(PROVIDED TEXT)
## START
Hitori “Bocchi” Gotoh is a high school girl who struggles with anxiety. She has no friends at school and her family struggles to understand her. But Hitori has a secret — she’s an incredible guitarist who goes by the handle “guitarhero” online. BOCCHI THE ROCK! is the story of Hitori’s quest to join a rock band and become somebody she can be proud of. But it is also the story of her classmates and peers who realize, to their amazement, that Bocchi rocks.

 

It’s an underdog story, and so was the making of the show itself. The young staff of Bocchi includes talented folks like the character designer Kerorira and the live performance director Yusuke Kawakami. Cameos by resident Trigger genius Kai Ikarashi as well as Toshimasa Ishii, who directed last year’s transformative anime adaptation of 86 EIGHTY-SIX, keep things exciting. Steering the ship is the show’s director, Keiichiro Saito. Saito directed and storyboarded the eighth episode of Sonny Boy, one of the most idiosyncratic episodes of TV anime to be aired in recent memory. His take on BOCCHI is less abstract than that formidable masterpiece, but just as willing to take big risks.

 

bocchi the rock

 

BOCCHI THE ROCK! looks like a mundane high school club anime on the surface. But it’s closer in spirit to the classic cringe comedy WATAMOTE ~No Matter How I Look at It, It’s You Guys Fault I’m Not Popular!~ Just like Tomoko, the heroine of WATAMOTE, Bocchi is tormented by fears of failure, loneliness and social exclusion. She expresses these fears to the audience in non-stop monologue even as she hesitates to share them with her friends and family. Her anxiety is relatable but always just a bit off-putting. By putting herself out there, Bocchi embarrasses herself over and over.

 

Bocchi’s character is key to the show’s appeal, but also tough to balance. Soften her too much and the show loses its edge. Punish her too flagrantly and the audience begins laughing at her rather than empathizing with her. Saito didn’t want to make Bocchi an object of ridicule. In a Purizm interview translated by bitmap at Sakugablog, Saito says that his team “strove to make you laugh when she does something weird, but also make her especially captivating when she shows off her cool side from time to time.” Bocchi has a fearful side to her like Tomoko, but also a streak of bravery that appears when you least expect it. She’s an idiosyncratic person who lives in her own world but struggles every day to build bridges to the worlds of others.
## END
(STATED PROBLEM)
Check each statement against the passage on BOCCHI THE ROCK! and answer yes or no, quoting the words of the passage that decide it: (a) Keiichiro Saito directed and storyboarded the eighth episode of Sonny Boy. (b) Bocchi readily shares her fears with her friends and family. (c) Kerorira served as the show's live performance director.

(LISTED ENTRIES)
## START
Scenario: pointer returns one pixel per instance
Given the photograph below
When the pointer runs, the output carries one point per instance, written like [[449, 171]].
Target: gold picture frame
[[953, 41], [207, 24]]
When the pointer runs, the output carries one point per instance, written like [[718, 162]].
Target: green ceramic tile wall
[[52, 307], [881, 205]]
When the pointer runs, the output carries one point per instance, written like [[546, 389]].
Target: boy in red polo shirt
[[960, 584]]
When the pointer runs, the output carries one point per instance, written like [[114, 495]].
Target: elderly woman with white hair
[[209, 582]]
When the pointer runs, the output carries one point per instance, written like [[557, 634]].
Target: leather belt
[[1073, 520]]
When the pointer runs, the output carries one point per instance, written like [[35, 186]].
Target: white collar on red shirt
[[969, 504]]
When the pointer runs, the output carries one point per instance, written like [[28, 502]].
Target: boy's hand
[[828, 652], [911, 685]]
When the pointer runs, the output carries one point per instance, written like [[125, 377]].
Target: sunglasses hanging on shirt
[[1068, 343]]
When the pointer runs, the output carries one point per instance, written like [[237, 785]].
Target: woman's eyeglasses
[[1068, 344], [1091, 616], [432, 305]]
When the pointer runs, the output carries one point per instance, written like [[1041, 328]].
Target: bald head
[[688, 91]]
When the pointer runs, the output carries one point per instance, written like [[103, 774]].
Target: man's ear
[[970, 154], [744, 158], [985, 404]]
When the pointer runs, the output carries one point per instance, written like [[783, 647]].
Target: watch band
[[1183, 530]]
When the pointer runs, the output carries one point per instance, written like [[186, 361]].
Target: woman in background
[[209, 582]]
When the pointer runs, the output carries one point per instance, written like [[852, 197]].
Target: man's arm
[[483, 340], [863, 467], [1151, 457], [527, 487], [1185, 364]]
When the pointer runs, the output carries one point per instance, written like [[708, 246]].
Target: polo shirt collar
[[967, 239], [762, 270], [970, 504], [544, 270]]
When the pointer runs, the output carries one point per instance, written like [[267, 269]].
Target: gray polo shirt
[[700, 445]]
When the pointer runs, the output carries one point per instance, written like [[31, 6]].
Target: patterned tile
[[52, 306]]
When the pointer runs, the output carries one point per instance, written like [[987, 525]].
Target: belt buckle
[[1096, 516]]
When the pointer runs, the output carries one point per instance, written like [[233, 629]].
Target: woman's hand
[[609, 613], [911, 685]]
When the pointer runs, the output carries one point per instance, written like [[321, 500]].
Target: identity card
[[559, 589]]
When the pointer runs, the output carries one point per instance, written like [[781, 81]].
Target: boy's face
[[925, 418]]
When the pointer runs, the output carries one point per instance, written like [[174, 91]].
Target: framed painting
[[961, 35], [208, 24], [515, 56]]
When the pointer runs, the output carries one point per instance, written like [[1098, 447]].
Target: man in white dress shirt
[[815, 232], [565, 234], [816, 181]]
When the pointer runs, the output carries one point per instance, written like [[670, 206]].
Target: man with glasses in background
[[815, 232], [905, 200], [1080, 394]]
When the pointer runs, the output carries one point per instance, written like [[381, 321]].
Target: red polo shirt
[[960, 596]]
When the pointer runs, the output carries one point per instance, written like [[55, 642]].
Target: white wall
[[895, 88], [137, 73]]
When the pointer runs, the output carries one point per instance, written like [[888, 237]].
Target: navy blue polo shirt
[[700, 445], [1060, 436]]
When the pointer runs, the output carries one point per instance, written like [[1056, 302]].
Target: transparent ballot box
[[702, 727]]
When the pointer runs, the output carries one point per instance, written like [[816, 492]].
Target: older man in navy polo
## END
(SOLVED EXERCISE)
(a) Yes: "Saito directed and storyboarded the eighth episode of Sonny Boy"
(b) No: "even as she hesitates to share them with her friends and family"
(c) No: "the character designer Kerorira and the live performance director Yusuke Kawakami"